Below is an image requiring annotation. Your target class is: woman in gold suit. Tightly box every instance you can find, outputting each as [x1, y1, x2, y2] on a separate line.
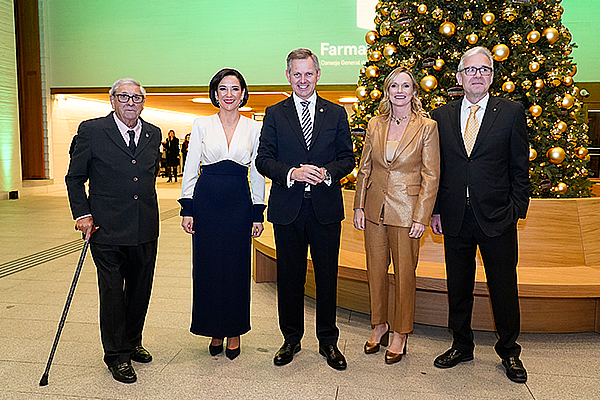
[354, 67, 440, 364]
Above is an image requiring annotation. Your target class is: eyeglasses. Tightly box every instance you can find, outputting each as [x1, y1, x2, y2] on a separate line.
[115, 93, 144, 104]
[458, 66, 494, 76]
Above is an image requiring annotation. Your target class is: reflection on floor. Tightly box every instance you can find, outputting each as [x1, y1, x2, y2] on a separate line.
[0, 178, 600, 400]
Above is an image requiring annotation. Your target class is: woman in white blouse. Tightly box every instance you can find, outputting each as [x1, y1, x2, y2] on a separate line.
[179, 68, 265, 360]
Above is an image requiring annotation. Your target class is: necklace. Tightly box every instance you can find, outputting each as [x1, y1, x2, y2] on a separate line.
[392, 114, 410, 125]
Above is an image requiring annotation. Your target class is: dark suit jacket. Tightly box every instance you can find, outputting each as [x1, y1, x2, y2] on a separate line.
[256, 96, 355, 225]
[65, 112, 161, 245]
[431, 96, 529, 237]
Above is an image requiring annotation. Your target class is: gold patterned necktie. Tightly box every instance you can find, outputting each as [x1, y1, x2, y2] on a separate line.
[464, 106, 481, 156]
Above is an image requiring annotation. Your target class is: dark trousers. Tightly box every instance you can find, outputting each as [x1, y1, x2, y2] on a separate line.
[273, 198, 341, 345]
[91, 240, 158, 367]
[444, 207, 521, 358]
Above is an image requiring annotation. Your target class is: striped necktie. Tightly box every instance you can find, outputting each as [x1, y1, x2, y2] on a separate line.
[464, 106, 480, 156]
[300, 100, 312, 149]
[127, 131, 135, 154]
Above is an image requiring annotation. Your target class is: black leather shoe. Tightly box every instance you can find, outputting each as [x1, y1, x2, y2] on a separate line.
[273, 342, 301, 365]
[208, 343, 223, 357]
[319, 344, 347, 371]
[502, 357, 527, 383]
[131, 346, 152, 363]
[225, 347, 240, 360]
[108, 363, 137, 383]
[433, 348, 473, 368]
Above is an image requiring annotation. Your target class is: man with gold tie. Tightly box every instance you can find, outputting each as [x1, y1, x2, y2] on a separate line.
[431, 47, 529, 383]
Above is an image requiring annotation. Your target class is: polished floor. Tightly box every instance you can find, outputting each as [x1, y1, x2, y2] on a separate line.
[0, 178, 600, 400]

* REQUIREMENT:
Reproduce without alteration every line from the one containing "woman in white" down to the one containing "[127, 131, 135, 154]", including both of those lines.

* FINAL ANSWER:
Above is an image requiring annotation. Your target class is: woman in white blouse. Tightly box every instance you can find, outputting each as [x1, y1, x2, y2] on a separate line.
[179, 68, 265, 360]
Above is an image requiring annotation. Your target class is: necklace. Tightly box every instance you can find, outputting each as [x1, y1, x2, y2] on a separate line.
[392, 114, 410, 125]
Above is an image requiring annotation. Your target class is: dark suit jacket. Tightly box every instance you can find, outputting each as [x1, y1, x2, y2] on a separate line.
[256, 96, 355, 225]
[65, 112, 161, 245]
[431, 96, 529, 237]
Above is an image requiring annotation. Your target class is: gold patterned necktie. Tightly box every instance you can find, outputting each as [x1, y1, x2, y2] on a separate line.
[464, 106, 481, 156]
Above is an image requiring annotation. Your target class is: dark trousers. Tightly box every instance you can find, outputting each as [x1, y1, x2, y2] on a separate line.
[273, 198, 341, 345]
[91, 240, 158, 367]
[444, 207, 521, 358]
Above is an image requiring annotation. Your target class is: striped necktie. Tightly box every instance you can find, outputting each as [x1, y1, x2, y2] on a separate line.
[464, 106, 480, 156]
[300, 100, 312, 149]
[127, 131, 135, 154]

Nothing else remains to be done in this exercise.